++++ Kutipan Teks

Analisis Film "Gie" Menggunakan Perspektif Psikologi

            Gie adalah sebuah film yang menceritakan tentang perjalanan hidup seorang remaja bernama Soe Hok Gie.  Gie adalah seorang remaja yang sangat cerdas, sangat kritis terhadap situasi dan fenomena di sekitarnya. Termasuk bagaimana system pemerintahan di Indonesia yang kala itu dipimpin Presiden Soekarno, yang menganut Sistem Pemerintahan Demokrasi Terpimpin, dimana pemimpin ditempatkan pada posisi tertinggi.
            Namun, Gie memiliki persepsi lain mengenai Sistem Pemerintahan Demokrasi Terpimpin tersebut. Gie berpendapat bahwa Sistem Demokrasi Terpimpin yang diberlakukan merupakan pelanggaran demokrasi, karena tidak ada kebebasan pers pada saat itu, diibaratkan seperti pemerintah memotong lidah orang-orang yang berani menyatakan pendapat.
            Ketika Gie duduk di bangku SMP, ia pernah tidak naik kelas. Bukan karena dia bodoh, malah sebenarnyaa dia siswa terpandai di sekolahnya. Dia tidak naik kelas karena mengkritik gurunya yang salah dalam menyampaikan materi pembelajaran. Itu adalah gambaran system pembelajaran pada zaman itu, dimana guru selalu dianggap yang paling benar dan tidak tahan dengan kritikan. Gie tidak mau beradaptasi dengan kondisi yang demikian tersebut, karena keadaan tersebut dinilainya salah. Adaptasi adalah penyesuaian dalam kapasitas sensorik setelah pemunculan stimulus yang tidak berubah dalam waktu yang lama
            Keadaan Bangsa Indonesia yang demikian itu membuat Gie termotivasi untuk membuat perubahan. Setelah lulus SMA Gie masuk di Fakultas Sastra Universitas Indonesia. Dia aktif dalam mengikuti seminar-seminar Mahasiswa, diia juga mengikuti organisasi-organisasi seperti Mahasiswa Pencinta Alam, tapi dia tidak suka mengikuti organisasi politik yang ada di Universitas Indonesia pada saat itu, menurutnya organisasi politik hanya demi kepentingan pihaknya masing-masing. Di sela-sela kesibukannya sebagai Mahasiswa, Gie bersama teman-temannya juga membuat forum bagi penikmat film, kemudian menganalisis film tersebut.
Gie, dengan tulisan-tulisannya di surat kabar, dan bersama teman-temannya berusaha untuk menggerakkan Mahasiswa dan Masyarakat untuk bersama-sama menolak dan menjatuhkan Presiden Soekarno dan Pemerintahannya yang menganut Ideologi Komunisme, dimana rakyat jelata semakin tertindas sedangkan kaum kapitalis semakin berkusa.

++++++++
++++ Entri yang Ditampilkan

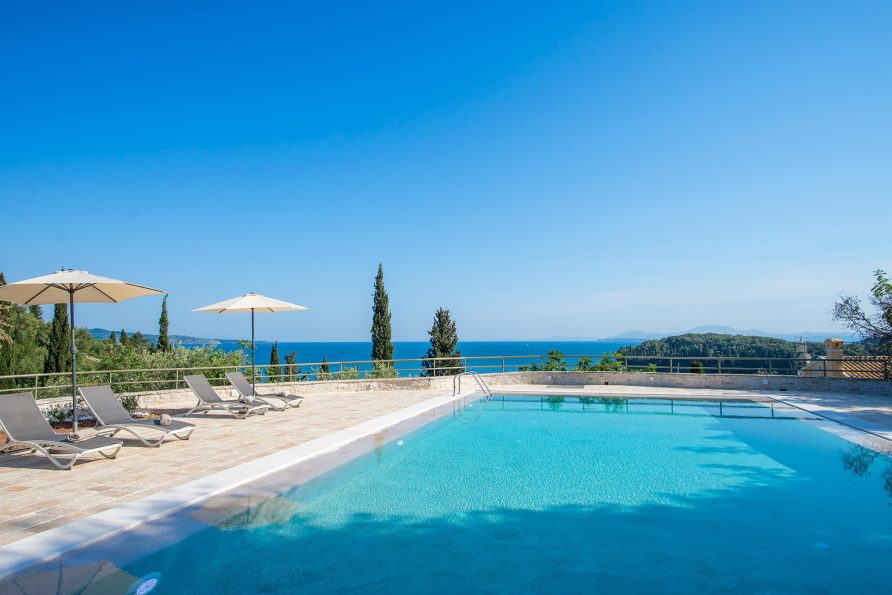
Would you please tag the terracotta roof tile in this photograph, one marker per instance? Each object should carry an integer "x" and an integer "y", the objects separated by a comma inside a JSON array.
[{"x": 863, "y": 367}]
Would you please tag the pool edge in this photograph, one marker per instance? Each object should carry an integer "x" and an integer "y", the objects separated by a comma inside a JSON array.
[{"x": 54, "y": 543}]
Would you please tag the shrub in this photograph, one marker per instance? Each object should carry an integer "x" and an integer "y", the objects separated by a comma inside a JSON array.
[
  {"x": 381, "y": 370},
  {"x": 130, "y": 402},
  {"x": 58, "y": 414},
  {"x": 347, "y": 373}
]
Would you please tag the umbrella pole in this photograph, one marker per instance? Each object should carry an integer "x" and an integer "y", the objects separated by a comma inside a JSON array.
[{"x": 73, "y": 364}]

++++++++

## Soal 1
Bisakah Anda menyalin ulang baris-baris entri tanpa perubahan apa pun, mulai dari baris yang memuat "Would you please tag the shrub" dan berakhir pada baris terakhir entri?
## Soal 2
Bisakah Anda melanjutkan analisis film "Gie" itu, mulai setelah kalimat terakhirnya?

## Hasil 1
Would you please tag the shrub in this photograph, one marker per instance? Each object should carry an integer "x" and an integer "y", the objects separated by a comma inside a JSON array.
[
  {"x": 381, "y": 370},
  {"x": 130, "y": 402},
  {"x": 58, "y": 414},
  {"x": 347, "y": 373}
]
Would you please tag the umbrella pole in this photograph, one marker per instance? Each object should carry an integer "x" and an integer "y", the objects separated by a comma inside a JSON array.
[{"x": 73, "y": 364}]

## Hasil 2
Saat pemerintahan berganti dari Presiden Soekarno ke Presiden Soeharto, Gie tetap merasa tidak ada perubahan dalam sistem politik, tetap sama, bahnkan semakin parah. Tidak ada kebebasan pers dalam kepemimpinan Presiden Soeharto. Tulisan-tulisan Gie di surat kabar mendapat cekalan dari beberapa pihak karena dinilai bertentangan dan melawan Presiden Soeharto. Namun Gie tetap teguh pada moto hidupnya, yaitu “Lebih baik dikucilkan daripada menyerah pada ketidakadilan”. Akhirnya Gie meninggal dunia saat melakukan pendakian ke gunung Semeru, gunung tertinggi di Jawa.
Dari Film tersebut, ada beberapa aspek psikologi yang dapat kita ambil. Yakni persepsi dan motivasi.
Persepsi merupakan proses diterimanya rangsang (objek, kualitas, hubungan antargejala, maupun peristiwa) sampai rangsang itu disadari dan dimengerti. Karena persepsi bukan sekedar penginderaan, maka ada penulis yang menyatakan persepsi sebagai Interpretetion of experience (penafsiran pengalaman).
Ada beberapa ciri umum dunia persepsi, yaitu :
  1. Modaliatas
Rangsang-rangsang yang diterima harus sesuai dengan Modalitas tiap-tiap indera, sifat sensoris dasar dari masing-masing indera.
  1. Dimensi ruang
Dunia persepsi memiliki ruang; kita bisa mengatakan atas-bawah, tinggi-rendah, lias-sempit, latar depan-latar belakang, dan lain-lain.
  1. Dimensi waktu
Dunia persepsi memiliki dimensi waktu, seperti cepat-lambat, tua-muda dan lain-lain.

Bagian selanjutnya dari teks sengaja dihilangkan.